Source passage:
*** Begin section ***

COUNTUNIQUEIFS Function – Google Sheets

The COUNTUNIQUEIFS function counts the unique values that meet multiple criteria in Google Sheets. This function accepts a variable number of arguments, each consisting of a range of cells and corresponding criteria. 

It is similar to the COUNTIFS function, which also accepts multiple criteria. However, COUNTUNIQUEIFS counts unique values, whereas COUNTIFS counts all values that meet the specified criteria.

The COUNTUNIQUEIFS function with its help text

Syntax

=COUNTUNIQUEIFS(range, criteria_range1, criterion1, [criteria_range2, …], [criterion2, …])

*** End section ***

Stored data entries
*** Begin section ***

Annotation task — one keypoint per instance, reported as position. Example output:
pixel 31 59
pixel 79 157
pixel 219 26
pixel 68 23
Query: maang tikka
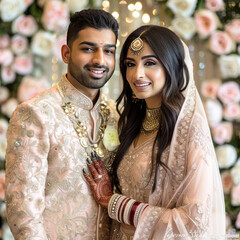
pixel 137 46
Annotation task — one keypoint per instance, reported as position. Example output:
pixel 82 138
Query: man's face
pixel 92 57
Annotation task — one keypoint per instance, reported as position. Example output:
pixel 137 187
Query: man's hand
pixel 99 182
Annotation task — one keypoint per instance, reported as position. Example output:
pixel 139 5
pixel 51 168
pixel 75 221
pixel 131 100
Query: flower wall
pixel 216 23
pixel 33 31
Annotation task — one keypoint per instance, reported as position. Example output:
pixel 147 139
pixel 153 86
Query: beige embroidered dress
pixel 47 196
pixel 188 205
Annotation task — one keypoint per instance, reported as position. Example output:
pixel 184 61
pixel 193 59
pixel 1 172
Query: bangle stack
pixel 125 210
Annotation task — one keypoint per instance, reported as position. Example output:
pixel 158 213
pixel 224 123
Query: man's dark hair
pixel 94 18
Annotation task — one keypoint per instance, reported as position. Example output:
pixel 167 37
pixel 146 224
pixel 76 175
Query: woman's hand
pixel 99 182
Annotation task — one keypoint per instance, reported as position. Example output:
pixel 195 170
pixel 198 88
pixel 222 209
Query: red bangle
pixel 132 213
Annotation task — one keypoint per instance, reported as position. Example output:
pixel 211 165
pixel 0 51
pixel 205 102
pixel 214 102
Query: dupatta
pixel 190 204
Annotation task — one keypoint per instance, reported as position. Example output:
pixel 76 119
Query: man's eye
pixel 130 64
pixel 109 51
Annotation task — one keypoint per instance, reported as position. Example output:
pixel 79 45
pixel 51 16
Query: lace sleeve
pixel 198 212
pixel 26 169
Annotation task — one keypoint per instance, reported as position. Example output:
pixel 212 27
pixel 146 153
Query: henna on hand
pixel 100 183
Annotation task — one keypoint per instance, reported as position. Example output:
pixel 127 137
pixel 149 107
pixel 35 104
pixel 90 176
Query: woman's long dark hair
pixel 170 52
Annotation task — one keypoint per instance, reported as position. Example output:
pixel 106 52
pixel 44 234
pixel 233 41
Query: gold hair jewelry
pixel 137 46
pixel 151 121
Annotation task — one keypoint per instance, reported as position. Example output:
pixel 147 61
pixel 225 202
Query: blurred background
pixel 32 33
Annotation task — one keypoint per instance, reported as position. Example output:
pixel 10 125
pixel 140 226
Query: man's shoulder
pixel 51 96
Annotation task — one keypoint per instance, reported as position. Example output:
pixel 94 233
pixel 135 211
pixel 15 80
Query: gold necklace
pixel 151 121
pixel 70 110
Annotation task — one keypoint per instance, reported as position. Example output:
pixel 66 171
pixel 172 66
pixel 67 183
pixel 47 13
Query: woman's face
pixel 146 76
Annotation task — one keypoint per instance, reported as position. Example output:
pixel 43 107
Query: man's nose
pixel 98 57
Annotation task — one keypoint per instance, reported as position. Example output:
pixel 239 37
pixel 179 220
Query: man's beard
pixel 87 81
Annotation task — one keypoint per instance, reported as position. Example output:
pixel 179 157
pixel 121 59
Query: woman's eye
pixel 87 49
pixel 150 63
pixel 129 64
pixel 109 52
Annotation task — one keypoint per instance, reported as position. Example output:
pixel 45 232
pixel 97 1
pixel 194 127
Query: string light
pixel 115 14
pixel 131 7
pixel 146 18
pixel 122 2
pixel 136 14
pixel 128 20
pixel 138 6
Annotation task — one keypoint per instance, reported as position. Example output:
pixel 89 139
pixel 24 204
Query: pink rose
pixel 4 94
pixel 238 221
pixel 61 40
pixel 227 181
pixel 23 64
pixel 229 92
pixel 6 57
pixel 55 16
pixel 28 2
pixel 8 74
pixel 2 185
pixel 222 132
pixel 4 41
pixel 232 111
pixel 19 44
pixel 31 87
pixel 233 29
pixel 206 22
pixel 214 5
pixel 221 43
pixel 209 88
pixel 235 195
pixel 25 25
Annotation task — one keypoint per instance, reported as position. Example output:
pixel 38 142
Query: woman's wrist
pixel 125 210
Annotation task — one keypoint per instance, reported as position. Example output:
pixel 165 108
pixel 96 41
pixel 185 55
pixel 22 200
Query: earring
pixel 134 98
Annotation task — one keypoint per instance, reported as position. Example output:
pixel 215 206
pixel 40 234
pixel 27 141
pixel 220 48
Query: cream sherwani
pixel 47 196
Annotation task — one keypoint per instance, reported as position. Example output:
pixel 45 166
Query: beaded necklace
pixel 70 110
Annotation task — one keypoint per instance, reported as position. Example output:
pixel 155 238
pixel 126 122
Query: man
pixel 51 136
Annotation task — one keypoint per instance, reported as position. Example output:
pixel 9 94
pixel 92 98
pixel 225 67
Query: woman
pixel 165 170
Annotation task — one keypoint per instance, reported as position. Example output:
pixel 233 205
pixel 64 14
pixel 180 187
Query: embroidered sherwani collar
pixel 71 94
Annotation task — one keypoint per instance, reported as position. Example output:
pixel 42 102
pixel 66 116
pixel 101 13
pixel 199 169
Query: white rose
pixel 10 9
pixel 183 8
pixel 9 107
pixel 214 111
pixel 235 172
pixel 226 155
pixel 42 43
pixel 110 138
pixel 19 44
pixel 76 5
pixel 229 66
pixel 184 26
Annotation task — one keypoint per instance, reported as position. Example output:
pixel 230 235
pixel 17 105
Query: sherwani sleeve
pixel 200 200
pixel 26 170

*** End section ***
*** Begin section ***

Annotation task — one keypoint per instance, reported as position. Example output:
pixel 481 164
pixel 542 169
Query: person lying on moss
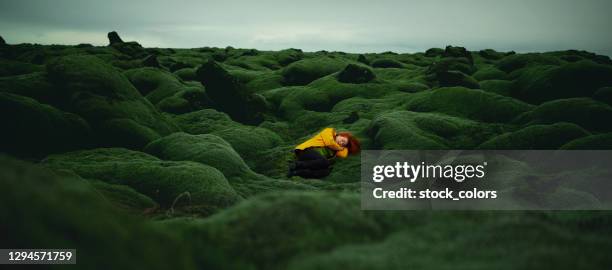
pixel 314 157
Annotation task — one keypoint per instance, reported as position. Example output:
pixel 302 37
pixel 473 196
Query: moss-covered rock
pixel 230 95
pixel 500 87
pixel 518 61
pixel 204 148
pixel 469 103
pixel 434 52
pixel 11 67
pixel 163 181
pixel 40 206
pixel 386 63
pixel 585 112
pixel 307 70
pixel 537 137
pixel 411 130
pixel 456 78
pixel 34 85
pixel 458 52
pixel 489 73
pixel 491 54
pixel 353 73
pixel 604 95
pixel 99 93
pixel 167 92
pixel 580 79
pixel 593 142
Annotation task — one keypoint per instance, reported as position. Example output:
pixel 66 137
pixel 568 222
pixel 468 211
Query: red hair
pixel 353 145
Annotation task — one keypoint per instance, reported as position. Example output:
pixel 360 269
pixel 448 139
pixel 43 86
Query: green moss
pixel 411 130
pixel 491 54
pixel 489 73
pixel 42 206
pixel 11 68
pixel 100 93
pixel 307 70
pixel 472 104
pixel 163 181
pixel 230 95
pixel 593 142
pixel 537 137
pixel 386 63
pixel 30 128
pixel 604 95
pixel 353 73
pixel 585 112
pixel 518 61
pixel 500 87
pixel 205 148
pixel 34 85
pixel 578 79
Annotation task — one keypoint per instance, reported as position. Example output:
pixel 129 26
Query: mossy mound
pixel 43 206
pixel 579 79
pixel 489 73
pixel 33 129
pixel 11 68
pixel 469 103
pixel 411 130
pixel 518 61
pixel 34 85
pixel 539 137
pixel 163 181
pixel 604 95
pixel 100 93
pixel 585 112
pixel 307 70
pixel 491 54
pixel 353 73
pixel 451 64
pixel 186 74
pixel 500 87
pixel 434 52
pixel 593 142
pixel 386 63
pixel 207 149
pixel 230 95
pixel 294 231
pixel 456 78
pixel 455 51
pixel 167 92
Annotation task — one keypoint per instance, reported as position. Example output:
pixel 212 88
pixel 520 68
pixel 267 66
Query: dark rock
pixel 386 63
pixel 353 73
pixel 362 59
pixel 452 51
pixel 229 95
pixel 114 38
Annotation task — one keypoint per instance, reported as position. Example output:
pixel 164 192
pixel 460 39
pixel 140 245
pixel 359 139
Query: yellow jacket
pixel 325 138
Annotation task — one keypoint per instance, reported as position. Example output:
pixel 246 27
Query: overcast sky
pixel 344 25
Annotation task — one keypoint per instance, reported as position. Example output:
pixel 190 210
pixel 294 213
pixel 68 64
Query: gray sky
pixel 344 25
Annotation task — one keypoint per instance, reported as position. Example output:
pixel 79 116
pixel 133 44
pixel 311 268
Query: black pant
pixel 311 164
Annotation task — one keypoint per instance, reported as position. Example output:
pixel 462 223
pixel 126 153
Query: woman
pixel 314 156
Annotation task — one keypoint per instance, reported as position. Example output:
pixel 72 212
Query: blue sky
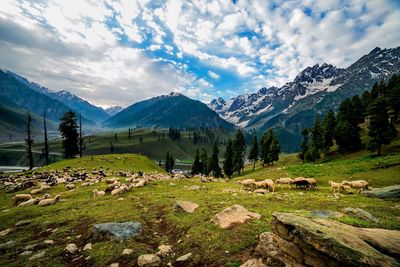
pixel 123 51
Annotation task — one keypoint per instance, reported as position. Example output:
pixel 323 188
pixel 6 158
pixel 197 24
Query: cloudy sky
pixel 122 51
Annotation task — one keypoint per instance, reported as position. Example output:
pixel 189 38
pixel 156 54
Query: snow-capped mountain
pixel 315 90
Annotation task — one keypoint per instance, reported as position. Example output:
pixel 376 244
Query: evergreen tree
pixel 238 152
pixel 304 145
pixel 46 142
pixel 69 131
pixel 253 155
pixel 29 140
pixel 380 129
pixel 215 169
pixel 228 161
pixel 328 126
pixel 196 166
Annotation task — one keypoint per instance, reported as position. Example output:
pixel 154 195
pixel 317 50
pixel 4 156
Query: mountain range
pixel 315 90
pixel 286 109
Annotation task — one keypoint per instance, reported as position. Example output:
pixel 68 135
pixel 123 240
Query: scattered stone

*** End section ***

Task to carry out:
Quote the COUNTUNIQUEIFS text in full, word for word. Work from the COUNTUNIQUEIFS text alone.

Output:
COUNTUNIQUEIFS Function – Google Sheets

The COUNTUNIQUEIFS function counts the unique values that meet multiple criteria in Google Sheets. This function accepts a variable number of arguments, each consisting of a range of cells and corresponding criteria. 

It is similar to the COUNTIFS function, which also accepts multiple criteria. However, COUNTUNIQUEIFS counts unique values, whereas COUNTIFS counts all values that meet the specified criteria.

The COUNTUNIQUEIFS function with its help text

Syntax

=COUNTUNIQUEIFS(range, criteria_range1, criterion1, [criteria_range2, …], [criterion2, …])